• _The exercise_
Pick up the blog post about one person's struggle to become a vegetarian after its last sentence and keep writing it.

• _Excerpt provided_

▼

Saturday, April 27, 2013

My chaotic journey with Vegetarianism.

As I child I was always interested in being a Vegetarian. The idea of eating living animals was just appalling to me. I loved animals. I was always rescuing them. Possums, rabbits, baby birds pushed out of their nest, injured birds, and so on. I lived out in the country and enjoyed laying on haystacks as the cows below me ate from them. I couldn't understand how some animals were chosen to be pets and some were chosen to be food.

Trying to become a vegetarian was no easy feat as a child. My mother being a single mother wasn't against it, but her philosophy was I eat what the family eats or I buy it and make it myself. As a young child of course this wasn't possible. By the time I was an adult and had a son of my own. I had adapted. I wasn't a vegetarian however I did limit the intake of certain foods such as pork; that was the first meat to go followed by beef. I started cutting out GMOs, nitrates, preservatives,  food coloring, and most anything else that was "all natural" or "organic". We started eating more fish and doing "vegetarian Friday" to help cut back on our meat intake. This was going well and steady and I had planned on slowly weeding out the meat in our diet. 

Then I met my now husband, an absolute chicken lover. He would come over for dinner on my "vegetarian" nights and pout about there being no chicken. He would complain that he wasn't "full" or he didn't feel like he had eaten a meal. 
Slowly Vegetarian nights went back to Vegetarian Friday and then faded into the background as a distant memory. Then it got worse, he hated fish, so my salmon and river trout faded into obscurity and we began eating only Tilapia. Then slowly fish too faded into "Fish Friday" and on into the background of distant memory. Beef slowly reentered into our house, as did more pre-made meals. The nitrates were back, much to my dismay. Finally I made my now husband sit down and watch Food Inc. with me. It helped, kind of. I was able to bring back more vegetarian meals. 
Becoming a vegetarian was by no means as easy as I thought it would be even as an adult. Sure I had all the control over what was bought now, but still being raised with eating meat it just didn't really seem such a big deal if I ate chicken here or there, or stopped in at the local drive-thru for that hamburger. It's all to easy now days to make excuses to not become one. Who wants to eat salad every day? Not to many restaurants in my area offer Vegan choices, what am I suppose to do when I'm away from home?

▲

• _Dataset excerpt_
▼

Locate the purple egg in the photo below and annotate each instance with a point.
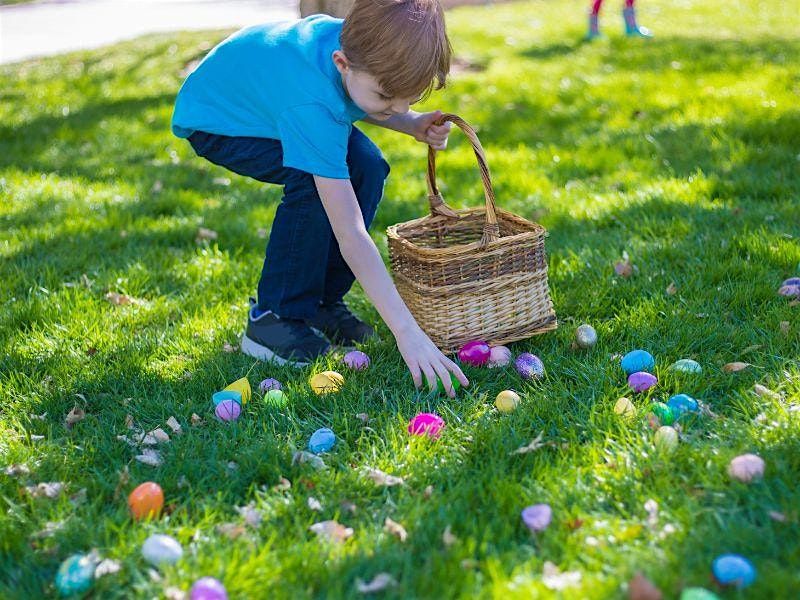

▲

• _Exercise response_
Well it's not so hard. Now days a lot of restaurants do offer Vegan options, just maybe not the local Drive-Thru. Now days there are lots of resources out there for people wishing to live a more economical and moral life style. 

TOP 3 Reasons why I am going Vegetarian:

  1. Saving the Planet: Regardless of if you believe in Global Warming consider this: "A human population expected to grow by 3 billion, a shift in developing countries to eating more meat, and global consumption on track to double in 40 years point to the mother of all food crises down the road. How much food we grow is not just limited by the amount of available land but meat-eaters need far more space than vegetarians. A Bangladeshi family living off rice, beans, vegetables and fruit may live on an acre of land or less, while the average American, who consumes around 270 pounds of meat a year, needs 20 times that." also we must consider "Farming, which uses 70% of water available to humans, is already in direct competition for water with cities. But as demand for meat increases, so there will be less available for both crops and drinking. Rich but water-stressed countries such as Saudi Arabia, Libya, the Gulf states and South Africa say it makes sense to grow food in poorer countries to conserve their water resources, and are now buying or leasing millions of hectares of Ethiopia and elsewhere to provide their food. Every cow fattened in Gambella state in southern Ethiopia and exported to Abu Dhabi or Britain is taking the pressure off water supplies back home but increasing it elsewhere."
  2. World Hunger: "60% of the world's usable farmland is being stripped and destroyed by live stock. An acre of prime land can produce 40,000 pounds of potatoes, 30,000 pounds of carrots, 50,000 pounds of tomatoes; but only 250 pounds of beef. It takes 23 gallons of water to produce a pound of lettuce, 33 gallons for carrots, 4 gallons for apples. To produce of pound of Chicken it takes 815 gallons, for pork 1,630 gallons, and for a pound beef 2,500 gallons."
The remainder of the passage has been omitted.